* Work instructions *
Every line below should be copied exactly; drop the pictures.
|---|
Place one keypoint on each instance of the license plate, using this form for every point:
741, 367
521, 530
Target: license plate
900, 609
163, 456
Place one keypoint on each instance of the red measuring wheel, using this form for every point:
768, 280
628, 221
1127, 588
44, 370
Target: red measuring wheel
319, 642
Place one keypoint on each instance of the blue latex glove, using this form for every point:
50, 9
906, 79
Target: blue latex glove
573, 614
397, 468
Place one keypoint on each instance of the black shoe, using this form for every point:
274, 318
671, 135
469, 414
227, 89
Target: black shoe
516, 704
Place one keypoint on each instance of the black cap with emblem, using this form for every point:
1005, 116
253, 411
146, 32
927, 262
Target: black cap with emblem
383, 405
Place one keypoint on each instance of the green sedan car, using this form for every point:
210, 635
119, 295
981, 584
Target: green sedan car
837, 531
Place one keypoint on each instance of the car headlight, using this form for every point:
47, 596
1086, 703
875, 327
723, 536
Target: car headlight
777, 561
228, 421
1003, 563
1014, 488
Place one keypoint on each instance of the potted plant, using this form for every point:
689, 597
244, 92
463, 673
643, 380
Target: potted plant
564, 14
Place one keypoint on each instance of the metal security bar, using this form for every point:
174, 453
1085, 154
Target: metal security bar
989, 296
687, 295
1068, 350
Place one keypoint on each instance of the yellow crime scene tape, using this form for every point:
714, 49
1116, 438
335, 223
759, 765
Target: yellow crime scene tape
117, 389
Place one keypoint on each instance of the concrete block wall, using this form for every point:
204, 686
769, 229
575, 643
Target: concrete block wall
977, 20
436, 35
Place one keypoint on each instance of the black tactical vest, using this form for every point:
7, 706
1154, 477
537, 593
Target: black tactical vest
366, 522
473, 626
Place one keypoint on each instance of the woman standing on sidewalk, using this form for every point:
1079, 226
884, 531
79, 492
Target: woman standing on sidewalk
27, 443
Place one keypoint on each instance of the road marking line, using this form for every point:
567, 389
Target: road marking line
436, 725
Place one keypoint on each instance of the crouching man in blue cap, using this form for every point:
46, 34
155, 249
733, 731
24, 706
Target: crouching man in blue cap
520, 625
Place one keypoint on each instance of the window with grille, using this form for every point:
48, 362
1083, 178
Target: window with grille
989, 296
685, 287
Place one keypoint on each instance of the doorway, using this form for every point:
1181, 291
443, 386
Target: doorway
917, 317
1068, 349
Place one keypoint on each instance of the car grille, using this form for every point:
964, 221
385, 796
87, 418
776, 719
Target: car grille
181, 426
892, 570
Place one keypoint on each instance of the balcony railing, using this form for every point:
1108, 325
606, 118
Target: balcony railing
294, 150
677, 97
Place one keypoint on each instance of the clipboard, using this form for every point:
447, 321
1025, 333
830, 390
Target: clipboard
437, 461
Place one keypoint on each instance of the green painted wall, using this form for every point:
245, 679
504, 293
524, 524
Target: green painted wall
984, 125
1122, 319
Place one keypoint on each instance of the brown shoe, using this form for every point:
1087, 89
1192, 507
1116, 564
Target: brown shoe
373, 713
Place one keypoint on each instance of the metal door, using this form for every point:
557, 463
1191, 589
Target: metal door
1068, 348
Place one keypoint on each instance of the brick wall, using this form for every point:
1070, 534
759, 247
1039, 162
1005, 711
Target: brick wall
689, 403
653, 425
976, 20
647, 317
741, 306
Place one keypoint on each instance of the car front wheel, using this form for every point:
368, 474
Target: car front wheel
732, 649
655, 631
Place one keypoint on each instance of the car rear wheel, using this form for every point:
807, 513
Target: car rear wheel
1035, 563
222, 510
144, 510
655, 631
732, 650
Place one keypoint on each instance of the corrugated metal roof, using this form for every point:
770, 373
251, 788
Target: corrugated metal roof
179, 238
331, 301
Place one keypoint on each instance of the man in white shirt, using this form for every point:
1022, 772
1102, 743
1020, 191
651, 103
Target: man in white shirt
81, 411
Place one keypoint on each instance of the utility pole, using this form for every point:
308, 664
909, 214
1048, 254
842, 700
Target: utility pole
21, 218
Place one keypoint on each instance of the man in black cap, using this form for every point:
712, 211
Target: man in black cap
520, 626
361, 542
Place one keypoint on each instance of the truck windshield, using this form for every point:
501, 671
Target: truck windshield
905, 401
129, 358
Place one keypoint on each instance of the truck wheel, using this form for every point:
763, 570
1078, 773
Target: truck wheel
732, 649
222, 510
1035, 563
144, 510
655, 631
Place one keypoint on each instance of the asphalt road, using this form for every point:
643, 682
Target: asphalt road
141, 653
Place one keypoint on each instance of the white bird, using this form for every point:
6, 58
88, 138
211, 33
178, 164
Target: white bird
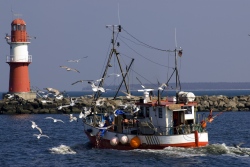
163, 85
96, 88
59, 97
86, 112
76, 61
105, 127
115, 74
55, 120
70, 69
34, 125
72, 118
62, 106
238, 145
40, 135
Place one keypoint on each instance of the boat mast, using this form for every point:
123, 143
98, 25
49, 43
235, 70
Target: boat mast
113, 51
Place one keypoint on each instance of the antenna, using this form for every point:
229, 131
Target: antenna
119, 14
175, 38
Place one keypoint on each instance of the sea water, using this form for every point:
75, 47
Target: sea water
67, 145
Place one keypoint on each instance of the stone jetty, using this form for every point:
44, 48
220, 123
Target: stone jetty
50, 106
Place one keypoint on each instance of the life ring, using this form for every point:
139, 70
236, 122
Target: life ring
124, 139
135, 142
114, 141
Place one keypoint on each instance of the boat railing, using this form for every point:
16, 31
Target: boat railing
181, 129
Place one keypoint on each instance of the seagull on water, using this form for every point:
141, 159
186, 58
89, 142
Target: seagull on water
70, 69
55, 120
72, 118
76, 61
96, 88
238, 145
34, 125
40, 135
114, 74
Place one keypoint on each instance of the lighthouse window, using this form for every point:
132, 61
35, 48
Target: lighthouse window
14, 27
160, 112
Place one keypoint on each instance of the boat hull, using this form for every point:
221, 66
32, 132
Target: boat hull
146, 141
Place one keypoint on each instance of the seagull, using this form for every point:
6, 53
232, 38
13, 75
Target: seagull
86, 112
96, 88
40, 135
163, 85
105, 127
117, 75
55, 120
52, 90
72, 118
60, 107
34, 125
76, 61
78, 81
238, 145
70, 69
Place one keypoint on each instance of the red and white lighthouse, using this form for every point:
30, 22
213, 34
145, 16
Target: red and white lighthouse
19, 58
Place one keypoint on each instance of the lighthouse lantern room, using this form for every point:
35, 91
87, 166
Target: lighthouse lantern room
19, 59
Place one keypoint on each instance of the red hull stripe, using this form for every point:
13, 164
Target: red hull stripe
105, 144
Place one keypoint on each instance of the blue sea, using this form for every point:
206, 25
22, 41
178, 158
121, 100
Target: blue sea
68, 146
|---|
* Exercise solution *
Place one keypoint on each instance of the license plate, using this form for every point:
741, 367
521, 530
Target: license plate
900, 609
163, 456
Place one keypoint on each instance of the red measuring wheel, using this form for every point:
768, 280
628, 221
1127, 588
44, 370
Target: red measuring wheel
319, 642
Place one keypoint on each instance of the blue latex glove, using this form for every point:
50, 9
906, 79
Target: blue latex glove
573, 614
397, 468
Place one keypoint on each instance of the black shoe, using this form for every point:
274, 318
671, 135
469, 414
227, 89
Target: black shoe
516, 704
Place one keypoint on each instance of the black cap with emblem, using this form for every point:
1005, 116
253, 411
146, 32
927, 262
Target: black cap with emblem
383, 405
Place one keypoint on each instance of the green sedan car, using this form for every point:
210, 635
119, 295
981, 584
Target: green sedan car
837, 531
Place one keypoint on each instance of the car headlight, using this form for every point:
47, 596
1086, 703
875, 327
723, 536
Target: car headlight
777, 561
228, 421
1003, 563
1014, 488
Place one keypoint on each instance of the potted plant, using this form for every point:
689, 597
244, 92
463, 673
643, 380
Target: potted plant
564, 14
Place one keypoint on each instance of the metal security bar, using this form for every point:
174, 453
1085, 154
Target: metal security bar
989, 296
687, 295
1068, 350
Place one keypoint on each instance of the yellow crime scene tape, using this form for every point:
714, 49
1116, 438
335, 223
759, 765
Target: yellow crime scene tape
117, 389
Place one keypoint on each instance of the concrete block wall, using this form for every point:
204, 686
769, 229
575, 643
Target: concrete block wall
977, 20
436, 35
Place one keypoint on each instance of the black tactical vest, using this form for every point:
7, 706
1154, 477
537, 593
Target: black tactical vest
366, 522
473, 626
Place one keypoint on each instance of the woman standing on sidewalk, using this form for every point:
1079, 226
884, 531
79, 492
Target: woman standing on sidewalk
27, 443
Place one keypoint on each instance of the road marking line, using this form for every point:
567, 389
Target: road marking line
436, 725
Place one keypoint on each instance of the crouching man in blue cap, using this form for every point:
46, 34
155, 249
733, 731
24, 706
Target: crouching man in blue cap
520, 625
Place one keypoint on each instance of the window with grille, using this form for every point:
48, 362
1083, 178
Target: window with grille
989, 296
685, 287
Place one keypoint on each instance of the doorway, using this form for every point:
1181, 291
443, 386
Target: doorway
917, 317
1068, 349
Place one keypoint on each instance of the car grille, using this form for every point:
964, 221
385, 796
87, 418
776, 719
Target: car grille
181, 426
892, 570
Place one keypoint on each instance of the balcony railing, using this form for every point:
1108, 325
606, 118
Target: balcony railing
294, 150
677, 97
Place one keypoint on each instance of the clipboard, using this form for every point:
447, 321
1025, 333
830, 390
Target: clipboard
437, 461
Place one keypoint on each instance of the green painted wall, using this form for every point:
245, 679
504, 293
524, 524
Target: green painted wall
984, 125
1122, 319
Place one keypoint on each instance of the brown shoe, using this form for every point:
1087, 89
1192, 507
1116, 564
Target: brown shoe
373, 713
Place one keypoint on each instance of the metal door, using this form for every point:
557, 463
1191, 589
Target: metal door
1068, 348
Place one keypoint on each instance of the brick wall, using this form for every point:
1070, 534
759, 247
1039, 162
1005, 711
Target: brick wall
689, 403
653, 425
976, 20
647, 317
741, 306
Place one keypoint on each instance of the car front wheel, using this form for every point:
368, 474
Target: car front wheel
732, 649
655, 631
Place one keypoint on each instance of the car rear wheel, using this form for every point:
807, 513
Target: car rear wheel
1035, 563
222, 510
144, 510
655, 631
732, 650
Place one keypoint on each instance of the corrugated metal roof, using this form for every point:
770, 373
251, 788
Target: corrugated metal roof
179, 238
331, 301
Place one keypoint on each instance of the man in white shirt, using this form for every point:
1022, 772
1102, 743
1020, 191
651, 103
Target: man in white shirt
81, 411
Place one keypoint on each instance of the utility pole, using this form for every point:
308, 664
909, 214
1048, 254
842, 700
Target: utility pole
21, 218
Place one keypoint on each instance of the man in black cap, using this form for every point:
712, 211
Target: man in black cap
520, 626
361, 542
Place one keypoint on each instance of the truck windshield, using this form for every point:
501, 671
Target: truck windshield
905, 401
129, 358
Place one keypoint on each instance of the truck wheel, using this form for every point:
763, 570
1078, 773
Target: truck wheel
732, 649
222, 510
1035, 563
144, 510
655, 631
Place one keypoint on each instance of the asphalt road, using this form for every point:
643, 682
Target: asphalt road
141, 653
Place one keypoint on each instance of the white bird, using this form for every point:
6, 58
88, 138
211, 33
178, 164
Target: white bird
163, 85
96, 88
59, 97
86, 112
76, 61
105, 127
115, 74
55, 120
70, 69
34, 125
72, 118
62, 106
238, 145
40, 135
Place one keypoint on each instance of the boat mast, using this form for every point:
123, 143
98, 25
49, 43
235, 70
Target: boat mast
113, 51
Place one keypoint on each instance of the antenna, using this form for every point:
229, 131
Target: antenna
119, 14
175, 38
Place one keypoint on each instance of the sea water, using this form for every point:
75, 47
Target: sea water
67, 145
Place one keypoint on each instance of the stone jetty, using this form for every point:
44, 48
220, 123
Target: stone jetty
50, 106
Place one keypoint on each instance of the life ring, using this form for every point:
139, 70
236, 122
Target: life ring
124, 139
135, 142
114, 141
Place one keypoint on each instance of the boat railing, using this form for every point:
16, 31
Target: boat railing
181, 129
Place one keypoint on each instance of the seagull on water, using this form for every point:
141, 159
186, 58
89, 142
Target: seagull on water
70, 69
55, 120
72, 118
76, 61
96, 88
238, 145
34, 125
40, 135
114, 74
Place one keypoint on each instance of the lighthouse window, using this form for every point:
132, 61
35, 48
Target: lighthouse window
14, 27
160, 112
Place one keypoint on each instance of the boat hull, using this form for every point:
221, 66
32, 132
Target: boat hull
146, 141
Place one keypoint on each instance of the seagull, using this form for every point:
6, 53
232, 38
13, 75
Target: seagull
86, 112
96, 88
40, 135
163, 85
105, 127
117, 75
55, 120
52, 90
72, 118
60, 107
34, 125
76, 61
78, 81
238, 145
70, 69
Place one keypoint on each instance of the red and white lighthouse, using this form for every point:
30, 22
213, 34
145, 16
Target: red and white lighthouse
19, 58
Place one keypoint on each instance of the lighthouse lantern room, using this form for every point:
35, 91
87, 166
Target: lighthouse lantern room
19, 59
Place one keypoint on each instance of the red hull stripe, using this form for every point:
13, 164
Target: red hull stripe
105, 144
Place one keypoint on each instance of the blue sea, using this form for every point:
206, 25
22, 41
178, 158
121, 100
Target: blue sea
68, 146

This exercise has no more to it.